• EXERCISE AIM: Collect every line in the listing below that contains the string "objects". Letter case matters.

Pointing records
====

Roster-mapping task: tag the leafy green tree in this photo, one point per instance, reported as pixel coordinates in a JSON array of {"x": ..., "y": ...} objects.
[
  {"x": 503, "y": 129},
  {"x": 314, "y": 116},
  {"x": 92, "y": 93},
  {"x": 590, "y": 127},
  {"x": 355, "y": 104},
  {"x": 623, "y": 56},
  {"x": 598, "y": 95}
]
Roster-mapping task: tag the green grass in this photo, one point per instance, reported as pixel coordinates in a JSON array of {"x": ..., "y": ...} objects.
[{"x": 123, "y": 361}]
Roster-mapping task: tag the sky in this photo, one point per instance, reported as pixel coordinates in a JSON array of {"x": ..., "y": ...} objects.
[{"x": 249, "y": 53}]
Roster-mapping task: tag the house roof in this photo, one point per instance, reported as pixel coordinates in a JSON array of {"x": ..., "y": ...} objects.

====

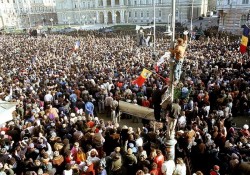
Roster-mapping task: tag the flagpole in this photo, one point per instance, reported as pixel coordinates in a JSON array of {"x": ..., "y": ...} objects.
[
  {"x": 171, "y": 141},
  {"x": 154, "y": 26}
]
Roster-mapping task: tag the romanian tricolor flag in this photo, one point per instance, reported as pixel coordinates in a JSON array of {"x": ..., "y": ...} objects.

====

• EXERCISE ANSWER:
Roster-mapping task: tag the leafy green tree in this photo, one point per instance, reported as pixel coordinates in a JSON array of {"x": ..., "y": ...} objects.
Roster-mapping task: tag the green grass in this photo, one point per instance, reported as pixel coordinates in a JSON array of {"x": ..., "y": ...} objects.
Roster-mapping task: tag the sky in this photo, one point per instance, reported as pixel coordinates in a JSON array of {"x": ..., "y": ...} objects.
Roster-mapping task: tag the house roof in this photo, one point per instance, reported as pixel coordinates in a JSON array of {"x": ..., "y": ...} objects.
Roster-mapping task: tag the flagpole in this photo, one point per instance, reported as pixel coordinates in a JSON array of {"x": ..., "y": ...} objects.
Roster-mapping task: tag the romanian tricolor flag in this photo, one point per instance, reported as pixel coordinates in a JSON array of {"x": ..., "y": ...} objects.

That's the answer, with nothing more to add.